**Dataset records**

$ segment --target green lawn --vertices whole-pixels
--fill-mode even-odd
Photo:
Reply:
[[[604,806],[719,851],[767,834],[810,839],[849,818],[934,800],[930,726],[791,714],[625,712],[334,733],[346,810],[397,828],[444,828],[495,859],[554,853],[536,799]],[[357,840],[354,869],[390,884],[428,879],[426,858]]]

**Exercise requirements**
When you answer, repeat each entry exactly as it appears above.

**Result**
$ segment --target green lawn --vertices whole-pixels
--fill-mode even-odd
Photo:
Reply:
[[[604,806],[719,851],[767,834],[810,839],[849,818],[934,800],[930,726],[791,714],[625,712],[334,733],[346,810],[397,828],[444,828],[495,859],[554,853],[536,799]],[[357,840],[354,869],[390,884],[428,879],[426,858]]]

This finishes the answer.